# Required tasks
• a. In the interview about "The Massive," what are the answers to these?
(i) With which issue of "The Massive" did Garry Brown come in?
(ii) On which series did Brian Wood start asking for epic background scenes?
(iii) What does Brian Wood now write in the script?
• b. Can you sum up the interview about "The Massive" in two sentences?
• c. Would you proceed with the interview about "The Massive," picking up right after its last sentence?

# Provided passage
- - - - -
Read on as we chat with Garry Brown and Brian Wood about all things “Massive.”
So, Garry, you came in with issue #4 of “The Massive.” How is the working relationship between you two so far now that you’ve got quite a few issues in the can?
Garry Brown: I guess it’s more streamlined. Brian doesn’t have to keep telling me to pull out the camera now.
Brian Wood: [Laughter] That’s my thing. That’s really my thing, yeah. It’s not just Garry.
GB: But it helps, though, because now I do it instinctively.
BW: I’ll just give you context on that. That was something I started on “Northlanders.” I wanted a lot of real epic background scenes, these huge landscapes with distance and everything. It was kind of the story vibe I was working with. I’ve since gotten really addicted to that, you know? So I’m telling every artist, pull back. I’m doing it on “Conan” too, I’ll say, “Bigger, bigger, bigger! I want to see a mile of ocean in this panel!” And I feel like that must be a really uncommon thing for a writer to want in a script? Every time it’s like the first time anyone has asked an artist to do that, so I feel really guilty every single time I say further back. I write “waaaayyy back” in the script now. [Laughter]Continued below
GB: It’s good though, because as you’re saying it adds a whole different scope to it, a new look to it, because no one really does it anymore.
BW: Yeah, I mean, so much of these stories, and especially “The Massive,” it’s as much about the world as it is the characters, you know? So I just want to show it and have these big wide panels, these big widescreen wide angle lens type shots.
Beyond the widescreen shots, is there anything that has changed in between issue #4 and now with your process?
- - - - -
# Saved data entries
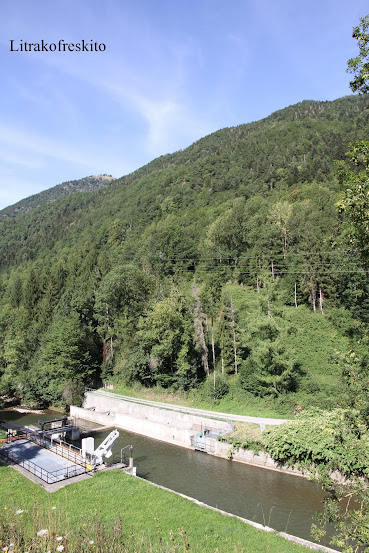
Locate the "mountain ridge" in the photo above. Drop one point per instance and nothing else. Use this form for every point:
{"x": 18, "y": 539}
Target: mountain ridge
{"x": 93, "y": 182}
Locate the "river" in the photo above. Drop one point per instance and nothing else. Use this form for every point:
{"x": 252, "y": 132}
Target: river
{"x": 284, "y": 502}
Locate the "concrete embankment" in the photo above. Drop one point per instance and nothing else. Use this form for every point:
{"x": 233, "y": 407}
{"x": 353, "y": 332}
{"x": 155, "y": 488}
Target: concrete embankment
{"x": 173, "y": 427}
- - - - -
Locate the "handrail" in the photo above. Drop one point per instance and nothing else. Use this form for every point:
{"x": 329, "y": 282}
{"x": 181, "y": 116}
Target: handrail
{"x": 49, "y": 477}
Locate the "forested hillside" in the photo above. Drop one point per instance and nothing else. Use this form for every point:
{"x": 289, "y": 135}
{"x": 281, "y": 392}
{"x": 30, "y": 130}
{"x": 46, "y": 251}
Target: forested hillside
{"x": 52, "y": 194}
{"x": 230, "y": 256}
- - - - -
# The responses
• a.
(i) Issue #4
(ii) "Northlanders"
(iii) "waaaayyy back"

• b. Garry Brown says his work with Brian Wood on "The Massive" has become more streamlined, since he now pulls the camera back instinctively. Wood explains that he started asking for huge, distant landscapes on "Northlanders" and now asks every artist for wide shots, because "The Massive" is as much about the world as about the characters.

• c.
BW: Well, I’ll just say, Garry is such a different artist than Kristian is. Radically so. And so, the book changed just out of necessity because of that, and that’s not a bad thing. It’s good. I feel what “The Massive” has become, what Garry has brought to it is a lot more emphasis on the characters. Its become a lot more of a character-driven story, where I feel like Kristian’s strengths were a lot of detail, a lot of tactical stuff. I feel like if he’d have stayed on, we would have had a book that was a bit colder, a bit more about the mechanics of the world than it is about these characters dramas and past lives and stuff like that. All the background stuff, all the flashbacks to everybody’s early lives, that was never planned from the start. That’s something I was inspired to do now that I have Garry as the artist.
GB: Wow, I had no idea.
BW: That’s how it’s supposed to be! The writer is supposed to write to the artist’s strengths, you’re supposed to take that into account.
And Garry, aside from character traits, was there anything about the previous artwork in the book that really informed you when you were coming into the series?
GB: Yeah, like Brian was saying, lots of detail. My stuff isn’t anywhere near as detailed as Kristian’s, but I try and add some detail whenever possible if its needed. I definitely tried to keep that in mind when I was laying out pages, trying to get the big shots. We do the three issue arc on the oil rig, and there’s that big downshot — well, I don’t know how much I can say, but Brian knows what I’m talking about.
One of the aspects that I really like about “the Massive,” and I suppose it’s known but it’s not something really talked about enough (at least not from my perspective), is the amount of research that you guys must have to put in for doing this book. In terms of what materials you’re using, what you’re looking at for inspiration here, what are your chief libraries for research?
BW: Well, I’ve really made a conscious effort not to do as much research here as I have in the past, which is sort of my personal OCD “down the rabbit hole” weakness. I can get way too involved and spend too much money on books. On “Northlanders” it really took over, almost in a negative way. Here, honestly I use Wikipedia the most for anything, and I read a couple of books at the beginning that sort of got my brain engine running about hypothetical scenarios.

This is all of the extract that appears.